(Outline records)
§

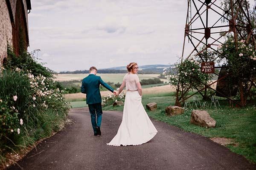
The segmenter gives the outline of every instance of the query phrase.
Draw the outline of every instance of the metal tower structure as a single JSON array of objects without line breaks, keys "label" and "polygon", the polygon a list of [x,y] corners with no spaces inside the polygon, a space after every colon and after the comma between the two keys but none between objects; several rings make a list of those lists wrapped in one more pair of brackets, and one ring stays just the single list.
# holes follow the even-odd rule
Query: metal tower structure
[{"label": "metal tower structure", "polygon": [[[233,33],[234,41],[237,47],[237,42],[243,40],[246,45],[252,44],[256,49],[256,42],[246,0],[229,0],[230,4],[227,6],[229,7],[227,9],[221,7],[222,1],[188,0],[181,63],[183,60],[189,59],[192,54],[199,54],[207,49],[215,51],[221,55],[221,54],[217,50],[217,48],[223,44],[224,37],[230,32]],[[241,20],[239,17],[239,15],[242,15],[246,20]],[[184,58],[184,50],[187,49],[185,48],[186,38],[188,39],[192,47],[191,53]],[[202,49],[202,46],[205,47]],[[217,59],[218,57],[216,57],[213,61],[208,61],[207,57],[201,59],[203,62],[214,62]],[[215,68],[221,68],[221,67]],[[215,73],[214,74],[218,75]],[[221,79],[225,77],[222,77]],[[205,88],[198,89],[196,93],[187,99],[208,88],[219,92],[211,88],[210,85],[220,80],[219,79],[211,84],[204,85]],[[224,96],[233,101],[228,96]]]}]

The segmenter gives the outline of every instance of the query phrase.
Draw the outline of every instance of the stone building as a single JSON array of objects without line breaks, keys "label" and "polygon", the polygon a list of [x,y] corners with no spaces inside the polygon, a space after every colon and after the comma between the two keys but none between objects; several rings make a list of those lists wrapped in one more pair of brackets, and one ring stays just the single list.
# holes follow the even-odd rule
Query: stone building
[{"label": "stone building", "polygon": [[28,14],[30,0],[0,0],[0,67],[7,56],[7,44],[16,55],[29,45]]}]

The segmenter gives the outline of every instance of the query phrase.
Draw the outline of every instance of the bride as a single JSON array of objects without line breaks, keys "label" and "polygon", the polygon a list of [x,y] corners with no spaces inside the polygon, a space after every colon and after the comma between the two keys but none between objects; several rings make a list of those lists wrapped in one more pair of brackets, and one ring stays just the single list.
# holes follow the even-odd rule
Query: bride
[{"label": "bride", "polygon": [[150,140],[157,133],[141,103],[142,88],[137,75],[138,65],[131,62],[124,77],[118,94],[125,86],[127,90],[122,123],[117,133],[107,144],[137,145]]}]

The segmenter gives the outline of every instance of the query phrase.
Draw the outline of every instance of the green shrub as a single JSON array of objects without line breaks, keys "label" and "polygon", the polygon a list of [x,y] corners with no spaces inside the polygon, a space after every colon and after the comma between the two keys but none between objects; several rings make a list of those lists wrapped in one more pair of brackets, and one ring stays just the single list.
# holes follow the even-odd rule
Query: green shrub
[{"label": "green shrub", "polygon": [[32,54],[24,52],[18,57],[10,50],[8,62],[0,71],[2,163],[6,153],[60,129],[70,107],[51,71],[38,63]]}]

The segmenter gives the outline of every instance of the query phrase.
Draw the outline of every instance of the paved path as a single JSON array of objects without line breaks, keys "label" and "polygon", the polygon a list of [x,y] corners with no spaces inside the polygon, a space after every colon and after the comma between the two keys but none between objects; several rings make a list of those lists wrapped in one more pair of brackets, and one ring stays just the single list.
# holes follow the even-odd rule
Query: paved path
[{"label": "paved path", "polygon": [[[122,113],[105,111],[101,136],[94,136],[88,108],[73,109],[73,122],[39,144],[18,162],[28,170],[255,170],[244,157],[199,135],[153,121],[158,131],[151,141],[113,147]],[[15,165],[8,169],[20,170]]]}]

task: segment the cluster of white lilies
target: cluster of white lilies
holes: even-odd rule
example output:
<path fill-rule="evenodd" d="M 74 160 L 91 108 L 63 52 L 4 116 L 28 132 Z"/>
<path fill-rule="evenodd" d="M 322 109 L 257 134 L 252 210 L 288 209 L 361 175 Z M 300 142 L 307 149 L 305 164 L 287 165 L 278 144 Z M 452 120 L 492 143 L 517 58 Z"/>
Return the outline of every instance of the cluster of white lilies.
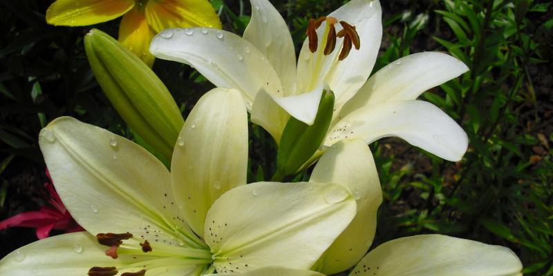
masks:
<path fill-rule="evenodd" d="M 24 246 L 0 261 L 0 275 L 521 275 L 509 249 L 440 235 L 367 253 L 382 195 L 366 144 L 397 136 L 460 159 L 462 129 L 416 98 L 467 68 L 424 52 L 368 78 L 382 37 L 380 5 L 371 0 L 312 21 L 297 66 L 283 18 L 268 1 L 251 2 L 243 37 L 169 29 L 152 42 L 156 57 L 192 65 L 218 86 L 184 123 L 170 171 L 142 147 L 71 117 L 42 130 L 55 188 L 86 232 Z M 246 184 L 247 112 L 278 143 L 290 115 L 314 124 L 325 91 L 334 110 L 310 181 Z"/>

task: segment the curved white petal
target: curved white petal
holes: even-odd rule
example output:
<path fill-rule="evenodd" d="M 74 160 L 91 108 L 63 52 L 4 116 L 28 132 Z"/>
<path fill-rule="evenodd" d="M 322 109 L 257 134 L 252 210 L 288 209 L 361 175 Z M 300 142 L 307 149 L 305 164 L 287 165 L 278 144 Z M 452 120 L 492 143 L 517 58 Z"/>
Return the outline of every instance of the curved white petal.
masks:
<path fill-rule="evenodd" d="M 382 191 L 373 155 L 364 141 L 342 140 L 323 155 L 310 181 L 344 185 L 357 202 L 355 218 L 312 268 L 326 275 L 344 271 L 366 253 L 376 231 Z"/>
<path fill-rule="evenodd" d="M 268 94 L 257 93 L 252 107 L 252 122 L 267 130 L 278 144 L 284 127 L 290 119 L 290 115 L 282 109 Z"/>
<path fill-rule="evenodd" d="M 86 232 L 39 239 L 12 252 L 0 261 L 0 275 L 12 276 L 86 275 L 93 266 L 119 266 L 129 257 L 112 259 L 106 246 Z"/>
<path fill-rule="evenodd" d="M 296 51 L 288 26 L 268 0 L 250 0 L 252 19 L 243 38 L 269 59 L 281 79 L 285 94 L 296 90 Z"/>
<path fill-rule="evenodd" d="M 173 191 L 182 215 L 203 235 L 205 215 L 227 190 L 246 184 L 247 113 L 238 90 L 215 88 L 196 104 L 173 153 Z"/>
<path fill-rule="evenodd" d="M 382 10 L 377 0 L 353 0 L 330 14 L 355 26 L 361 41 L 346 59 L 338 61 L 326 77 L 336 96 L 337 115 L 341 107 L 368 79 L 382 40 Z M 338 24 L 339 26 L 339 24 Z M 340 26 L 337 31 L 341 30 Z"/>
<path fill-rule="evenodd" d="M 91 233 L 202 246 L 180 217 L 169 172 L 140 146 L 71 117 L 50 123 L 39 144 L 64 204 Z"/>
<path fill-rule="evenodd" d="M 346 103 L 341 116 L 371 104 L 415 99 L 424 91 L 468 70 L 462 61 L 438 52 L 402 57 L 371 76 Z"/>
<path fill-rule="evenodd" d="M 510 249 L 440 235 L 394 239 L 369 252 L 350 276 L 507 276 L 523 266 Z"/>
<path fill-rule="evenodd" d="M 290 116 L 310 126 L 313 124 L 323 95 L 323 86 L 307 93 L 290 97 L 272 97 L 273 100 Z"/>
<path fill-rule="evenodd" d="M 267 58 L 250 41 L 207 28 L 168 29 L 150 46 L 156 57 L 191 65 L 218 87 L 242 92 L 250 110 L 256 95 L 283 95 L 280 79 Z"/>
<path fill-rule="evenodd" d="M 386 102 L 357 109 L 331 128 L 324 144 L 346 138 L 370 144 L 392 136 L 450 161 L 460 160 L 468 147 L 465 130 L 440 108 L 422 101 Z"/>
<path fill-rule="evenodd" d="M 236 273 L 210 274 L 207 276 L 227 276 L 235 275 Z M 301 269 L 292 269 L 283 266 L 268 266 L 256 269 L 245 273 L 240 273 L 242 276 L 325 276 L 316 271 Z"/>
<path fill-rule="evenodd" d="M 353 195 L 340 185 L 249 184 L 215 201 L 206 217 L 205 241 L 221 273 L 269 266 L 309 269 L 355 208 Z"/>

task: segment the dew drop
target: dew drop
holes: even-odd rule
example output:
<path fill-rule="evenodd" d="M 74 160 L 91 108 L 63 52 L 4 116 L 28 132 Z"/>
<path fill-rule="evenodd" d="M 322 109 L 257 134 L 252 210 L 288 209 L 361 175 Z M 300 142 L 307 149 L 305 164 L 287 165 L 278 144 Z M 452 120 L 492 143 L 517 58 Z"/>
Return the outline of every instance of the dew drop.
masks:
<path fill-rule="evenodd" d="M 15 253 L 14 259 L 15 259 L 15 262 L 23 262 L 23 260 L 25 259 L 25 253 L 21 251 L 17 251 Z"/>
<path fill-rule="evenodd" d="M 164 39 L 169 39 L 173 37 L 173 31 L 170 30 L 163 31 L 161 32 L 160 35 L 161 36 L 161 37 L 163 37 Z"/>
<path fill-rule="evenodd" d="M 115 138 L 115 137 L 110 138 L 109 139 L 109 145 L 111 146 L 112 147 L 114 147 L 114 148 L 116 147 L 117 146 L 117 138 Z"/>
<path fill-rule="evenodd" d="M 79 254 L 79 253 L 82 253 L 82 246 L 79 244 L 77 244 L 74 245 L 73 246 L 73 252 L 75 252 L 77 254 Z"/>
<path fill-rule="evenodd" d="M 213 182 L 213 188 L 215 188 L 217 190 L 220 189 L 221 188 L 221 182 L 219 182 L 218 181 L 216 181 L 215 182 Z"/>
<path fill-rule="evenodd" d="M 335 204 L 343 201 L 348 198 L 348 193 L 337 186 L 329 188 L 324 194 L 324 201 L 329 204 Z"/>
<path fill-rule="evenodd" d="M 54 136 L 54 133 L 52 132 L 52 130 L 48 128 L 44 128 L 42 130 L 42 136 L 50 143 L 53 143 L 54 141 L 56 140 L 56 137 Z"/>

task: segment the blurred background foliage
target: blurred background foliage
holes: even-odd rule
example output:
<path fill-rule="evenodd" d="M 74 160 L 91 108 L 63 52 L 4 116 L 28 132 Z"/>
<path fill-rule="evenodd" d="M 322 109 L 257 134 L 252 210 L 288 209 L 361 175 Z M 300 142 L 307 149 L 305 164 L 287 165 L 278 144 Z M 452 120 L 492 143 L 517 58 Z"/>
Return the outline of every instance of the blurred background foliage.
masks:
<path fill-rule="evenodd" d="M 0 220 L 46 204 L 38 133 L 77 117 L 132 139 L 86 60 L 93 26 L 48 26 L 52 1 L 0 0 Z M 311 17 L 341 0 L 272 1 L 299 46 Z M 223 28 L 242 34 L 248 1 L 214 0 Z M 439 233 L 508 246 L 525 274 L 553 275 L 553 4 L 538 0 L 383 0 L 384 36 L 374 72 L 411 53 L 448 52 L 470 72 L 423 97 L 469 135 L 458 163 L 397 139 L 371 145 L 384 195 L 374 246 Z M 96 25 L 116 37 L 118 20 Z M 299 49 L 299 47 L 297 47 Z M 213 86 L 193 68 L 158 60 L 154 71 L 186 116 Z M 416 74 L 416 72 L 413 72 Z M 276 151 L 250 128 L 248 180 L 269 178 Z M 298 179 L 306 175 L 299 175 Z M 0 257 L 36 239 L 32 229 L 0 233 Z"/>

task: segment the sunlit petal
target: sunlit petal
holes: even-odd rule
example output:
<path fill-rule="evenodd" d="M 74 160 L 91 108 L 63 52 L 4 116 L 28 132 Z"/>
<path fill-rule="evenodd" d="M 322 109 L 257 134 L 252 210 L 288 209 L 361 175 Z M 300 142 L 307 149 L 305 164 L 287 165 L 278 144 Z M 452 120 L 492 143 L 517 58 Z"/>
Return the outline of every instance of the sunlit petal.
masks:
<path fill-rule="evenodd" d="M 260 182 L 223 195 L 207 213 L 205 241 L 217 271 L 270 266 L 309 269 L 355 215 L 346 188 Z"/>
<path fill-rule="evenodd" d="M 440 235 L 394 239 L 368 253 L 350 276 L 507 276 L 522 264 L 510 249 Z M 376 273 L 376 274 L 375 274 Z"/>

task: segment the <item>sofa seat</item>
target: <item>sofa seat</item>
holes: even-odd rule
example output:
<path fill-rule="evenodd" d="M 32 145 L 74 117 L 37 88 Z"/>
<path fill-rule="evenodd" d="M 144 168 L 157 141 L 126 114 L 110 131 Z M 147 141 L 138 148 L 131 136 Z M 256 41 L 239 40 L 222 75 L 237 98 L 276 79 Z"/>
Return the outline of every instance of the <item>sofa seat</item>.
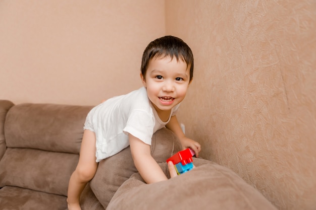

§

▸ TASK GOAL
Please copy out, unchanged, the stretch of the records from the line containing "task: segment the curved white petal" through the line containing "296 51 L 288", including both of those lines.

▸ THE RESPONSE
task: segment the curved white petal
target: curved white petal
holes: even-odd rule
example output:
<path fill-rule="evenodd" d="M 74 160 L 91 108 L 63 52 L 4 116 L 28 132 Z"/>
<path fill-rule="evenodd" d="M 322 109 L 257 134 L 252 210 L 288 209 L 361 175 Z M 300 142 L 307 149 L 305 164 L 287 165 L 278 144 Z M 452 120 L 492 143 L 517 58 Z"/>
Return the outline of every instance of the curved white petal.
masks:
<path fill-rule="evenodd" d="M 382 191 L 373 155 L 364 141 L 342 140 L 323 155 L 310 181 L 344 185 L 357 202 L 355 218 L 312 268 L 326 275 L 344 271 L 366 253 L 376 231 Z"/>
<path fill-rule="evenodd" d="M 268 94 L 257 93 L 252 107 L 252 122 L 267 130 L 278 144 L 284 127 L 290 119 L 290 115 L 282 109 Z"/>
<path fill-rule="evenodd" d="M 86 232 L 39 239 L 12 252 L 0 261 L 0 275 L 12 276 L 86 275 L 93 266 L 119 266 L 129 257 L 112 259 L 106 246 Z"/>
<path fill-rule="evenodd" d="M 296 51 L 288 26 L 268 0 L 250 0 L 252 19 L 243 38 L 269 59 L 281 79 L 285 94 L 296 90 Z"/>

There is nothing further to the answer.